- _WHAT IS EXPECTED_
In the forum exchange about teenagers and sex, whom does Nonstopdrivel blame if teenagers aren't ready to have sex?

── PROVIDED TEXT

But, I want to bring up another thought to chew on.. Just because a child is PHYSICALLY ready to have sex, doesn't mean they are ready for the emotional and mental damages that having sex (or effects of sex) could cause.
"Nonstopdrivel" wrote:
A favorite argument of abstinence advocates, and one that ignores so many issues. Always bring up the negatives of sex, never the positives. Scare people into staying "pure," then wonder why it takes them so long to sexually adjust to their spouses.
First, if teenagers aren't ready to have sex, I blame the parents and society. We're raising teenagers to be kids rather than young adults. It bothers me no end when a 25-year-old man is called a "kid" these days. No, he's an adult, and he should be a fully functioning member of society (his bones are fully ossified and his nerves fully myelinated, so he has no further excuse). π In most parts of the world, teenagers are ready for the responsibilities of adulthood. So the irony of our mad dash to protect our kids is that if they're truly not ready for the "dangers" of sex, it's because we as parents have created those very dangers from which we now seek to protect them.

────
── DATASET EXCERPTS

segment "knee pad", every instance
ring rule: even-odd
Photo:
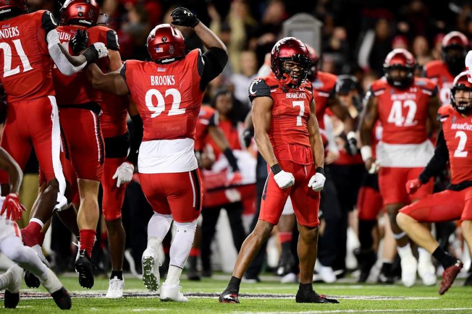
[[[177,232],[182,230],[184,232],[191,232],[195,233],[197,230],[197,219],[195,219],[191,222],[174,222],[174,224],[176,227],[176,230]]]

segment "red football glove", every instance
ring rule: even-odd
[[[421,182],[418,179],[414,180],[410,180],[407,182],[407,193],[413,194],[416,193],[418,189],[422,185]]]
[[[3,200],[0,215],[3,215],[5,210],[6,210],[6,218],[15,221],[21,219],[21,215],[23,211],[26,210],[26,209],[20,203],[18,194],[10,193]]]
[[[232,185],[233,184],[239,184],[242,181],[242,176],[241,175],[241,173],[239,171],[235,171],[233,173],[233,178],[232,178],[231,180],[228,182],[228,185]]]

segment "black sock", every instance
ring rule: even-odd
[[[241,284],[241,278],[238,278],[234,276],[231,276],[230,283],[228,284],[228,288],[230,290],[235,290],[236,293],[239,292],[239,285]]]
[[[372,249],[374,244],[372,229],[377,223],[377,220],[359,220],[359,241],[360,242],[361,251]]]
[[[456,263],[457,259],[446,252],[441,246],[438,246],[433,252],[433,256],[438,262],[441,263],[441,265],[445,269],[450,266]]]
[[[309,292],[313,290],[313,285],[311,283],[309,284],[302,284],[300,283],[298,286],[298,290],[303,292]]]
[[[390,276],[392,272],[391,262],[384,262],[382,263],[382,267],[380,269],[380,272],[386,276]]]
[[[292,241],[283,242],[282,244],[282,251],[283,252],[290,253],[292,251]]]
[[[113,279],[115,277],[119,279],[120,280],[123,280],[123,271],[122,270],[112,270],[112,274],[110,276],[110,279]]]

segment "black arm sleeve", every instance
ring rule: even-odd
[[[436,148],[434,151],[434,156],[428,163],[423,172],[420,174],[418,179],[423,184],[426,183],[430,179],[441,173],[446,166],[446,164],[448,160],[449,151],[446,145],[446,141],[444,138],[444,133],[442,130],[438,136],[438,142],[436,143]]]
[[[134,127],[134,131],[132,133],[129,154],[126,158],[126,161],[136,164],[138,162],[138,154],[139,153],[139,147],[143,140],[144,129],[143,120],[139,114],[134,115],[131,118]]]
[[[197,66],[200,75],[200,90],[203,91],[213,78],[223,72],[228,62],[228,54],[223,49],[211,47],[198,58]]]

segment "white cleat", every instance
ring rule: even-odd
[[[429,261],[420,260],[418,262],[418,274],[425,286],[434,286],[436,284],[436,268],[431,260]]]
[[[321,280],[326,284],[332,284],[337,280],[333,269],[329,266],[320,265],[318,269],[318,274]]]
[[[418,262],[413,255],[405,257],[401,259],[402,282],[403,286],[410,288],[414,285],[416,281],[416,269]]]
[[[108,292],[105,297],[107,299],[119,299],[123,296],[123,289],[124,288],[124,279],[118,279],[115,276],[113,279],[110,280],[108,286]]]
[[[188,302],[188,299],[183,296],[180,291],[182,287],[178,284],[171,284],[164,283],[161,287],[161,294],[159,298],[162,301],[175,301],[177,302]]]
[[[41,261],[44,263],[44,264],[48,266],[48,268],[50,268],[51,264],[49,263],[48,259],[46,258],[44,254],[43,254],[43,250],[41,246],[39,244],[36,244],[36,245],[31,246],[31,248],[32,248],[34,251],[34,252],[37,254],[38,256],[39,257],[39,259],[41,260]]]
[[[157,291],[160,275],[157,252],[152,248],[148,248],[143,253],[141,260],[143,263],[143,282],[149,291]]]
[[[23,269],[15,264],[8,268],[4,275],[8,278],[8,284],[5,288],[12,293],[18,293],[20,291],[21,278],[23,276]]]

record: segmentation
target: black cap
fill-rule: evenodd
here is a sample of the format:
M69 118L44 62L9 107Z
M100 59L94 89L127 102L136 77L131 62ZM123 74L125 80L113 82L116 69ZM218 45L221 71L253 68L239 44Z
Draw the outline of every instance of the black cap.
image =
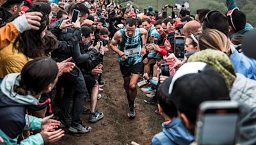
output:
M163 59L164 57L162 55L157 53L154 57L153 57L154 59Z
M256 29L246 32L242 42L243 52L248 57L256 59L256 48L255 41Z
M204 62L188 62L161 85L178 110L195 123L199 105L206 100L230 100L221 76Z

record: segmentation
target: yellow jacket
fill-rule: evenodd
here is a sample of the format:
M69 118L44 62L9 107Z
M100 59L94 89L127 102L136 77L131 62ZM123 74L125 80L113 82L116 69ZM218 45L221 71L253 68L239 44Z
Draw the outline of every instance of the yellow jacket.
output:
M18 30L12 22L0 28L0 50L10 45L19 34Z
M13 48L13 43L0 50L0 78L10 73L20 72L25 64L32 60Z

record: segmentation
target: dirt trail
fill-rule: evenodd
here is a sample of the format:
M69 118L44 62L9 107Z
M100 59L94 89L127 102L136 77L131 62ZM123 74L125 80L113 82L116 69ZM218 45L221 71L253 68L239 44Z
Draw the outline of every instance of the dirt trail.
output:
M97 109L104 118L93 124L88 123L88 115L83 115L84 123L92 127L91 132L82 135L67 133L54 144L127 144L134 141L140 144L150 144L154 134L161 131L162 118L154 113L156 106L143 102L148 98L138 91L136 99L136 116L128 118L128 104L123 79L116 55L109 51L104 57L102 98ZM90 102L86 102L90 107Z

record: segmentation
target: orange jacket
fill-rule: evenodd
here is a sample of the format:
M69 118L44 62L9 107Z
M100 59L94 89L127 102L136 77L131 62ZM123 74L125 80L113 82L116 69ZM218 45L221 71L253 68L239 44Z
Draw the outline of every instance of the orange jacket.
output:
M0 28L0 50L9 45L19 34L18 29L12 22Z

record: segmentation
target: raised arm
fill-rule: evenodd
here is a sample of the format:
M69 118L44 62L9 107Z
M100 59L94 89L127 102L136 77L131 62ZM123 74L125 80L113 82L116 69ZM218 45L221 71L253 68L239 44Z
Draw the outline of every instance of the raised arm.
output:
M148 31L144 28L141 28L140 33L141 34L141 38L142 38L141 55L142 56L144 56L145 55L147 54L146 43L147 43L147 40L148 39Z

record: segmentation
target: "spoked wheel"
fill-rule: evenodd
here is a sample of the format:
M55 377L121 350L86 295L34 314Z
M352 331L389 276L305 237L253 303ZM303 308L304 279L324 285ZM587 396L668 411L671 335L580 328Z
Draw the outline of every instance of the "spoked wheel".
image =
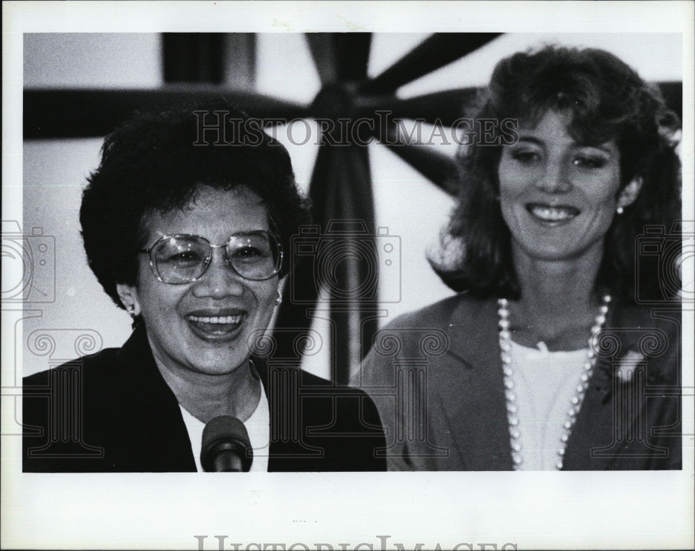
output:
M183 73L173 77L178 83L154 90L25 90L24 138L104 135L137 109L220 96L253 117L318 120L321 145L309 189L316 227L298 237L297 250L286 252L294 261L294 272L288 278L286 299L278 314L273 354L293 363L301 360L302 346L311 342L307 336L313 318L308 313L322 299L329 308L332 377L338 384L346 384L350 367L358 365L367 352L377 329L379 263L389 260L379 249L389 244L379 239L375 227L367 144L375 140L384 145L434 185L453 193L453 161L403 139L395 124L384 124L384 114L388 113L391 121L417 120L451 125L463 116L476 88L434 92L407 99L398 98L396 92L499 35L436 33L380 74L368 78L370 33L307 33L321 88L310 104L303 105L251 90L239 91L213 84L219 82L219 72L206 64L211 59L211 44L222 43L219 36L191 33L181 38L176 35L175 40L164 40L164 65L166 76L172 67L167 60L183 59ZM247 37L253 40L252 35ZM186 58L191 51L197 52L193 61ZM252 53L254 49L248 51ZM176 69L175 64L173 67ZM681 83L662 83L661 87L667 103L680 115Z

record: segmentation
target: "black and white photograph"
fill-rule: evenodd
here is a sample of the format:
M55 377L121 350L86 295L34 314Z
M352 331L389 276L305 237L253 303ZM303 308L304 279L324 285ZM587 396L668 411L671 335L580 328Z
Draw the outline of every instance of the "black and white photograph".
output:
M3 548L692 547L692 3L3 12Z

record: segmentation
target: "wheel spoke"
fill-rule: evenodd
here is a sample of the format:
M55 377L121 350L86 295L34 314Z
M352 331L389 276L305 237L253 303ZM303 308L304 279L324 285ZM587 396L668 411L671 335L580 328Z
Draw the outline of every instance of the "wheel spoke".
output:
M409 52L366 83L362 92L388 94L452 61L455 61L493 40L500 33L438 33L426 38Z
M386 111L395 119L421 120L450 126L470 114L466 107L473 104L480 93L480 88L458 88L407 99L393 96L362 96L356 102L357 111L362 117L371 116L377 110Z
M458 192L458 165L454 159L426 145L406 142L393 126L379 139L384 145L443 191L450 195Z
M366 78L370 33L307 33L306 37L322 85Z

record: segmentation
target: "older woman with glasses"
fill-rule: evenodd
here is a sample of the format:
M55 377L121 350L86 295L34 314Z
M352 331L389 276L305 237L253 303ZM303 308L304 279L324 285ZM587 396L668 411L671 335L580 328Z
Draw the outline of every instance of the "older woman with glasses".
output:
M259 356L308 220L285 148L215 105L137 115L102 151L82 236L133 331L25 379L24 470L385 468L369 398Z

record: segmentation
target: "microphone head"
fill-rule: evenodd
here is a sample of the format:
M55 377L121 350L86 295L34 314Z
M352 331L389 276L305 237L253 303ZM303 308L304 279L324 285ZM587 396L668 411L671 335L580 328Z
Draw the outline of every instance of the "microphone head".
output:
M203 429L200 464L206 472L247 472L253 449L243 422L231 416L220 416Z

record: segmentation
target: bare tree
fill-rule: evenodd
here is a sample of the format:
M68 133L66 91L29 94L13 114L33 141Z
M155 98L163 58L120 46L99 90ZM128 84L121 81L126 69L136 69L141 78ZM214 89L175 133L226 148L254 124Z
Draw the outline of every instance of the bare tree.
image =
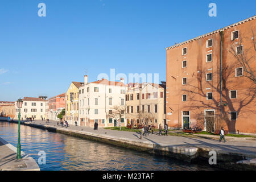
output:
M231 120L230 119L229 111L236 111L238 116L243 108L252 103L256 96L255 60L254 57L256 51L255 42L253 31L252 30L251 32L253 33L252 36L240 38L238 44L234 43L234 44L230 46L228 51L235 58L234 61L232 64L223 64L222 79L219 77L221 71L220 65L218 66L217 70L212 71L212 81L205 81L205 76L209 71L204 71L204 69L202 69L203 71L200 73L193 75L194 79L191 79L191 81L187 84L189 89L186 90L183 89L181 90L181 92L186 93L188 100L191 102L191 104L185 107L189 109L191 112L196 115L196 113L199 113L199 111L201 111L202 109L214 109L216 113L221 113L218 115L218 121L220 124L218 125L219 128L221 127L221 125L225 122L229 131L236 131L236 120ZM253 40L251 42L253 44L251 46L249 46L247 49L243 49L243 49L242 49L241 47L239 48L242 45L243 40L249 38ZM237 47L238 47L238 50L237 50ZM240 48L240 49L239 49ZM238 67L242 67L244 71L243 76L248 78L248 80L250 81L246 82L246 88L245 88L243 94L240 96L239 99L232 100L230 97L230 90L233 89L235 89L236 88L241 88L241 84L243 84L234 81L233 78L234 71L236 68ZM221 82L222 84L222 88L221 87ZM227 88L228 86L229 88ZM207 88L210 88L210 92L218 93L217 96L215 95L214 97L212 97L211 102L209 102L207 100L207 97L209 96L207 94L207 92L209 91L205 89ZM222 100L220 98L221 96L222 97ZM205 99L204 100L202 98L205 98ZM243 111L244 114L250 114L251 113L255 113L255 112L254 108L251 109L248 108L248 107L246 108L246 111ZM201 113L201 115L197 117L198 125L200 125L200 123L203 126L205 125L205 119L208 116L205 114ZM208 121L210 123L210 119L208 119ZM216 120L214 122L216 122ZM214 122L212 123L214 123ZM212 123L210 123L209 125L212 126ZM211 127L209 127L209 131L212 130ZM207 130L208 130L207 127Z
M119 122L120 131L122 130L121 121L125 114L125 107L121 105L115 105L112 109L112 112L108 114L108 117L114 118Z

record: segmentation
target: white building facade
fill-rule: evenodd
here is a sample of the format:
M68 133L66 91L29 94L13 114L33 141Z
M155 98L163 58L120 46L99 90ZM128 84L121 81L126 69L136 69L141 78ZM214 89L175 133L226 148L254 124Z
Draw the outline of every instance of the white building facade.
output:
M20 119L26 120L26 118L32 118L35 120L47 118L46 103L47 100L36 97L26 97L22 99L22 107L20 109ZM18 119L19 108L17 102L15 102L15 117Z
M126 86L123 79L120 82L102 79L88 82L84 77L84 84L79 88L79 122L80 126L94 127L97 122L99 127L126 126L125 114L121 119L110 116L114 107L125 110Z

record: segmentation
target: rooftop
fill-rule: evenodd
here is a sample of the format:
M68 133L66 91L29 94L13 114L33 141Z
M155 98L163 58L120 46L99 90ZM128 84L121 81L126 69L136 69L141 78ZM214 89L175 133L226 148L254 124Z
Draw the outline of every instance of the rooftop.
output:
M38 97L25 97L22 99L23 101L39 101L39 102L46 102L47 100Z
M168 49L172 49L172 48L175 48L175 47L178 47L178 46L180 46L185 44L186 44L186 43L189 43L189 42L192 42L192 41L193 41L193 40L197 40L197 39L201 39L201 38L203 38L203 37L205 37L205 36L209 36L209 35L212 35L212 34L216 34L216 33L218 32L220 32L220 31L222 31L223 30L226 30L226 29L228 29L228 28L231 28L231 27L233 27L238 26L238 24L242 24L242 23L245 23L245 22L249 22L249 21L250 21L250 20L253 20L253 19L254 19L255 18L256 18L256 15L253 16L251 16L251 17L250 17L250 18L247 18L247 19L244 19L244 20L242 20L242 21L240 21L240 22L237 22L237 23L233 23L233 24L230 24L230 25L229 25L229 26L226 26L226 27L224 27L224 28L220 28L220 29L218 29L218 30L215 30L215 31L212 31L212 32L211 32L207 33L207 34L204 34L204 35L200 35L200 36L197 36L197 37L195 38L193 38L193 39L189 39L189 40L188 40L183 42L181 42L181 43L179 43L179 44L175 44L175 45L174 45L174 46L171 46L171 47L167 47L167 48L166 48L166 50L168 50Z

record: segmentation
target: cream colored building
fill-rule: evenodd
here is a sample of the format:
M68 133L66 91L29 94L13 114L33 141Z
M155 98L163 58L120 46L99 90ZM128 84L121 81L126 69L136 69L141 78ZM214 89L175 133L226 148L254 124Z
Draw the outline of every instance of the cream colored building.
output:
M95 122L98 127L126 126L125 115L119 122L109 116L114 106L125 110L125 91L123 79L120 82L102 79L88 82L84 76L84 84L79 88L79 125L93 127Z
M154 125L159 127L166 122L166 82L129 84L126 93L126 119L132 125Z
M47 118L46 103L47 100L42 98L24 97L22 99L22 107L20 109L20 119L26 120L27 118L33 118L35 120L40 120L42 118ZM19 108L17 102L15 102L15 117L18 119Z
M66 93L65 119L69 125L75 125L76 121L79 123L79 87L84 82L73 81Z

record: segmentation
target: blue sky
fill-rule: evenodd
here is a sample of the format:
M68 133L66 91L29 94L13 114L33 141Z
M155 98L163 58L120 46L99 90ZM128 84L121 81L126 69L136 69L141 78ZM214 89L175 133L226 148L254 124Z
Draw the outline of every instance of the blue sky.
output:
M46 5L39 17L38 5ZM210 17L210 3L217 17ZM0 100L49 97L100 73L159 73L165 48L255 15L255 1L1 0Z

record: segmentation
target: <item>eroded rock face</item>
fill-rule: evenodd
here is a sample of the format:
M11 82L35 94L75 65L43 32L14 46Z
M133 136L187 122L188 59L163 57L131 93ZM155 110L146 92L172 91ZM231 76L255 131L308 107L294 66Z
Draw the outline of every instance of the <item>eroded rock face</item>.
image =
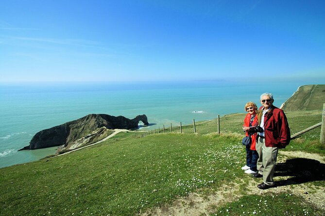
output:
M145 125L149 124L145 115L138 115L133 119L129 119L122 116L91 114L77 120L39 131L33 137L29 145L19 151L61 145L67 146L101 127L130 129L137 127L139 121Z

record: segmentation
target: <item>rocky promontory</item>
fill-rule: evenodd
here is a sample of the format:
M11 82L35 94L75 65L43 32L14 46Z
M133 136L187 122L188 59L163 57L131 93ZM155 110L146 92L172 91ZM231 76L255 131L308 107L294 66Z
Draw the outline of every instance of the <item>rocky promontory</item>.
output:
M19 151L54 146L66 147L89 135L97 134L94 134L94 132L102 131L103 127L107 129L130 129L137 128L140 121L145 125L149 124L145 115L138 115L133 119L129 119L122 116L91 114L37 132L32 139L30 145Z

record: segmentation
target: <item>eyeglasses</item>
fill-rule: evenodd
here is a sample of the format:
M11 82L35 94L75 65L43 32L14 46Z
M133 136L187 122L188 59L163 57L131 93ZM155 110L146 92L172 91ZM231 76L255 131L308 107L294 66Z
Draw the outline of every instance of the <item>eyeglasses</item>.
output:
M268 102L270 102L272 101L272 99L268 99L266 100L262 100L261 101L262 101L262 103L265 103L265 101L267 101Z

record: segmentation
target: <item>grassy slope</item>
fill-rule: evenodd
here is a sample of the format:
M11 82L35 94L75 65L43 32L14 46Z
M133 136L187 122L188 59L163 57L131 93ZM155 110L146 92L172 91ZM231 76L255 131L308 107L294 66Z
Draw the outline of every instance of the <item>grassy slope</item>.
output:
M321 111L287 114L295 133L319 122ZM199 188L218 190L226 182L243 182L244 186L251 178L239 169L245 159L240 142L244 115L221 118L222 132L235 133L231 136L217 136L216 120L198 123L197 135L191 126L183 129L185 134L177 133L176 128L176 133L144 138L139 133L120 133L67 155L0 169L0 215L134 215ZM325 150L318 143L318 130L304 134L286 151L324 155ZM325 186L324 182L317 184ZM270 196L269 201L273 195ZM254 200L266 199L257 197ZM289 211L294 215L302 213L302 206L318 212L299 199L291 197L293 203L289 210L274 200L272 205L276 209L264 213L276 215ZM246 201L240 200L231 205Z

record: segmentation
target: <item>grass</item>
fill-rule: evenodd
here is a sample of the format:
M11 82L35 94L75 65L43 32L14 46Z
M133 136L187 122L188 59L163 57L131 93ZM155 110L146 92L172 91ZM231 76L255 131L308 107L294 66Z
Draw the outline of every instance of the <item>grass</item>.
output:
M144 138L139 133L120 133L72 154L1 169L0 215L135 215L193 191L222 189L229 183L239 184L244 196L244 183L251 177L239 168L245 163L240 143L244 116L221 118L222 136L216 133L216 120L198 123L196 134L190 125L184 126L182 134L176 127L175 133ZM321 113L288 112L287 116L291 131L298 132L302 123L308 127L319 122ZM314 133L301 137L302 141L292 141L286 149L304 148L324 155ZM307 146L311 143L313 146ZM324 186L324 181L314 184ZM304 209L320 212L299 197L290 195L286 200L286 194L244 196L216 207L214 214L259 211L258 205L245 207L242 212L239 206L258 204L261 199L270 203L264 212L268 215L286 211L288 215L302 215ZM290 204L284 205L279 201L282 200ZM226 211L228 205L231 212Z
M133 139L1 169L0 215L134 215L241 174L233 168L242 157L236 139Z
M215 207L210 216L322 215L323 212L305 202L301 197L284 193L244 196L222 206Z

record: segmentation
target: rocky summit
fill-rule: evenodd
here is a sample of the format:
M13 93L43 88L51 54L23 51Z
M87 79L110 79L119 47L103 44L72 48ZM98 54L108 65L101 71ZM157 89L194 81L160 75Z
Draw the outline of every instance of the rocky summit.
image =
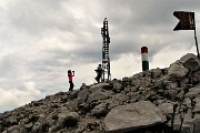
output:
M1 133L200 133L200 61L82 85L0 114Z

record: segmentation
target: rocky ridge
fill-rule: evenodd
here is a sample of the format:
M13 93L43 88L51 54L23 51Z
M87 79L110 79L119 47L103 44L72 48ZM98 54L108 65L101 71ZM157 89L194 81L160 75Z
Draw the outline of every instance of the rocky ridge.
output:
M200 61L82 85L0 114L1 133L200 133Z

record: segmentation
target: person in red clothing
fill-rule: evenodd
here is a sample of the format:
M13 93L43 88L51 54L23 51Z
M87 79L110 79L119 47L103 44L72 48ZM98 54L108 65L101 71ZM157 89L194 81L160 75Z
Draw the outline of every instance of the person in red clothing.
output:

────

- _RESULT OF THE EXERCISE_
The parents and society.